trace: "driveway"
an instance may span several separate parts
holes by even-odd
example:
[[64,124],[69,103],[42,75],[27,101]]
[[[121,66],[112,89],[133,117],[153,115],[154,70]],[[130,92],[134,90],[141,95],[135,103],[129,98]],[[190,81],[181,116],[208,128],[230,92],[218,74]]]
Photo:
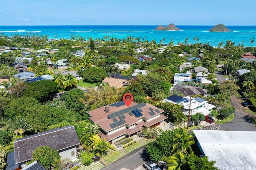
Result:
[[253,123],[255,117],[246,113],[245,107],[241,104],[239,99],[235,96],[231,97],[230,103],[235,107],[234,119],[226,123],[220,125],[220,130],[231,130],[237,131],[256,131],[256,127]]
[[217,80],[218,80],[218,81],[219,82],[223,82],[223,81],[226,80],[226,78],[224,78],[223,76],[221,75],[220,72],[215,72],[215,75],[217,77]]

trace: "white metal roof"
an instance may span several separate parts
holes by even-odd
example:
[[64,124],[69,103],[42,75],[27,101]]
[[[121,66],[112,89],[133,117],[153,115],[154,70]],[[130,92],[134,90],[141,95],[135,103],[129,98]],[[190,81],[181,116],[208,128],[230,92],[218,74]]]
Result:
[[256,167],[256,132],[193,131],[201,151],[220,170]]

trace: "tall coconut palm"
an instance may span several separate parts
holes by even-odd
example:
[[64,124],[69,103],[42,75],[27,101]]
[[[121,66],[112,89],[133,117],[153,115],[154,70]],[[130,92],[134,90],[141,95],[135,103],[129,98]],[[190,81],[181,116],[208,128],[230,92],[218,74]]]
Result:
[[188,156],[192,152],[191,145],[195,143],[195,141],[192,139],[193,136],[189,134],[186,129],[182,129],[180,133],[175,135],[173,139],[175,143],[172,146],[172,152],[174,153],[180,152]]
[[68,87],[68,90],[69,90],[70,87],[72,88],[73,87],[76,86],[78,84],[76,78],[69,73],[65,75],[64,80],[63,86],[64,88]]
[[186,162],[184,155],[179,152],[168,157],[167,160],[167,170],[181,170],[182,166]]

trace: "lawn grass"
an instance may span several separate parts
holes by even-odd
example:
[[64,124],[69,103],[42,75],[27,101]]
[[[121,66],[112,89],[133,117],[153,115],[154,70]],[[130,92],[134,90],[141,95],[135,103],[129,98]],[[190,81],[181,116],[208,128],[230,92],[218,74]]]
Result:
[[235,116],[234,113],[232,113],[232,114],[231,115],[228,116],[227,118],[224,119],[224,120],[222,119],[218,119],[214,121],[214,123],[216,124],[225,123],[229,122],[231,121],[234,119],[234,117]]
[[86,82],[83,82],[83,80],[78,80],[78,84],[77,86],[82,87],[96,87],[96,83],[89,83]]
[[134,144],[126,148],[122,148],[122,150],[108,152],[108,155],[101,158],[101,160],[105,165],[108,166],[134,149],[139,148],[145,145],[148,144],[153,140],[153,139],[146,139],[143,138],[137,141],[137,142]]

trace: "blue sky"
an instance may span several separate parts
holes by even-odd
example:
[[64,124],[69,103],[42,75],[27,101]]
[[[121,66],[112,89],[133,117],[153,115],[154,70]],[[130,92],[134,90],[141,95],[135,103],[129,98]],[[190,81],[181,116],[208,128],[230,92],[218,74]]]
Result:
[[256,0],[1,0],[0,25],[256,25]]

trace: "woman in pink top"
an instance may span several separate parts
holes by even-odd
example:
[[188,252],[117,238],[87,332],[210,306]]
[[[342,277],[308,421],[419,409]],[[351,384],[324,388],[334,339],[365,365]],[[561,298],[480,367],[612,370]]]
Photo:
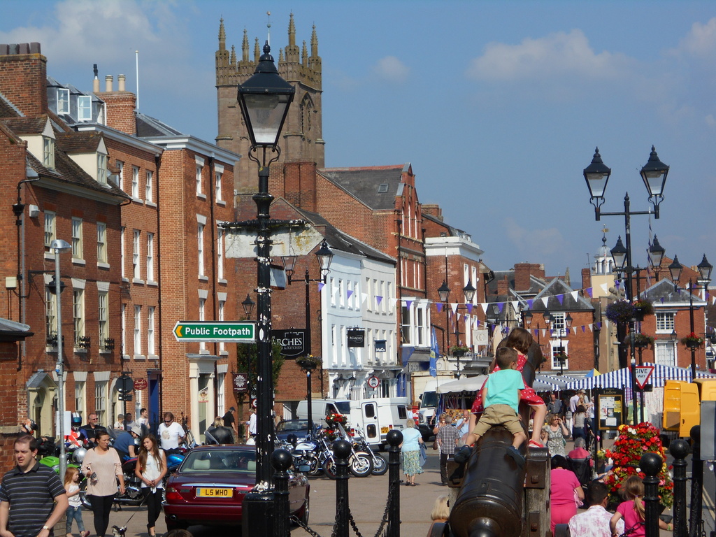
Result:
[[[616,508],[616,513],[609,521],[609,530],[611,535],[618,536],[616,523],[619,519],[624,519],[624,533],[632,530],[629,537],[644,537],[644,482],[638,475],[632,475],[621,485],[619,493],[625,501],[621,502]],[[672,531],[674,526],[667,524],[661,518],[659,519],[659,528],[667,531]]]
[[574,473],[568,470],[567,460],[561,455],[552,458],[552,469],[549,470],[550,528],[554,533],[557,524],[566,524],[577,513],[576,499],[584,499],[579,480]]

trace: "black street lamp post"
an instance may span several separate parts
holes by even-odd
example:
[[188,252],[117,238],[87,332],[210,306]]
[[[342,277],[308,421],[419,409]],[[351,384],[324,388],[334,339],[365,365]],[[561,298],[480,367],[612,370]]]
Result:
[[274,196],[268,193],[269,166],[281,154],[279,137],[294,99],[295,88],[279,74],[266,42],[254,74],[238,87],[238,104],[251,138],[248,158],[258,166],[258,192],[253,198],[256,218],[226,224],[256,233],[258,320],[256,321],[256,486],[243,503],[243,531],[246,536],[273,532],[274,382],[271,358],[271,235],[272,229],[289,223],[271,220]]
[[[443,280],[442,285],[441,285],[439,288],[437,288],[437,296],[440,297],[440,301],[442,301],[445,304],[446,328],[448,327],[447,324],[450,319],[448,312],[448,297],[450,296],[450,287],[448,286],[448,281],[446,280]],[[472,282],[470,282],[468,280],[468,284],[463,288],[463,294],[465,295],[465,301],[466,304],[470,304],[473,301],[473,299],[475,297],[475,292],[476,291],[477,289],[475,289],[475,286],[473,285]],[[459,306],[456,308],[456,311],[458,309],[460,309],[460,307]],[[448,334],[448,345],[450,346],[450,331],[445,330],[445,332]],[[457,347],[460,345],[460,334],[462,334],[462,332],[460,332],[460,326],[458,324],[457,319],[455,319],[454,334],[455,334],[455,344]],[[461,356],[464,355],[464,353],[459,354],[458,352],[456,352],[453,354],[458,359],[457,375],[458,378],[460,378],[460,358]]]
[[[652,146],[652,152],[649,155],[649,160],[642,168],[640,175],[644,181],[644,185],[649,193],[649,199],[654,206],[654,217],[659,218],[659,205],[664,200],[664,187],[667,182],[667,175],[669,173],[669,166],[659,160],[654,147]],[[621,213],[602,213],[600,208],[604,203],[604,192],[606,190],[606,184],[611,175],[611,170],[607,168],[601,160],[599,155],[599,148],[594,150],[594,156],[591,163],[584,168],[584,180],[586,181],[587,188],[589,189],[589,200],[594,205],[594,218],[599,221],[602,216],[624,216],[624,238],[626,241],[626,248],[621,243],[621,237],[617,241],[617,246],[611,251],[612,257],[617,266],[621,267],[621,271],[626,274],[626,299],[632,300],[634,292],[632,286],[632,274],[634,271],[634,265],[632,263],[632,215],[650,215],[652,211],[631,210],[631,203],[629,202],[629,193],[624,195],[624,210]],[[619,246],[621,245],[621,248]],[[621,261],[621,262],[619,262]],[[634,321],[630,321],[631,332],[634,334]],[[634,336],[631,337],[631,357],[632,361],[636,363],[634,357]],[[620,364],[624,367],[625,364]],[[634,377],[634,367],[632,367],[632,391],[634,399],[634,422],[637,422],[637,383]]]

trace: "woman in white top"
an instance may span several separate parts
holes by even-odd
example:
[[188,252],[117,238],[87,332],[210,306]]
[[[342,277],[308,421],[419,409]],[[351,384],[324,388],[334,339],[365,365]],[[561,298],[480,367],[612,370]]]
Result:
[[142,493],[147,504],[147,530],[150,537],[153,537],[155,525],[159,513],[162,512],[163,480],[167,473],[167,463],[164,452],[159,449],[157,437],[147,435],[142,440],[139,448],[139,460],[135,474],[142,480]]

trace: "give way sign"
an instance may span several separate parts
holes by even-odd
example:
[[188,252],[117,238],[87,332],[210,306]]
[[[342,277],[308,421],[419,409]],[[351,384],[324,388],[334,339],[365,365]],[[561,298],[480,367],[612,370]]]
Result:
[[652,373],[654,372],[653,365],[640,365],[634,368],[634,376],[637,380],[637,385],[642,390],[649,382],[652,378]]

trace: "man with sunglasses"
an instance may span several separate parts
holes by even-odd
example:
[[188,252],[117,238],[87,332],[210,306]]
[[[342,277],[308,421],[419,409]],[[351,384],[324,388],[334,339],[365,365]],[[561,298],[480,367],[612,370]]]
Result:
[[100,432],[107,432],[107,430],[100,425],[100,418],[97,417],[97,412],[92,412],[90,415],[90,421],[86,425],[79,427],[79,435],[87,440],[89,447],[94,448],[97,445],[97,435]]
[[174,421],[174,415],[164,412],[164,422],[159,425],[157,430],[162,449],[168,453],[179,449],[179,444],[184,441],[186,433],[184,429]]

### Énoncé du problème:
Relevez chaque ligne du matériel ci-dessus qui contient la chaîne « trace ». La casse compte.

### Réponse:
trace: "driveway"
trace: "white metal roof"
trace: "tall coconut palm"
trace: "lawn grass"
trace: "blue sky"
trace: "woman in pink top"
trace: "black street lamp post"
trace: "woman in white top"
trace: "give way sign"
trace: "man with sunglasses"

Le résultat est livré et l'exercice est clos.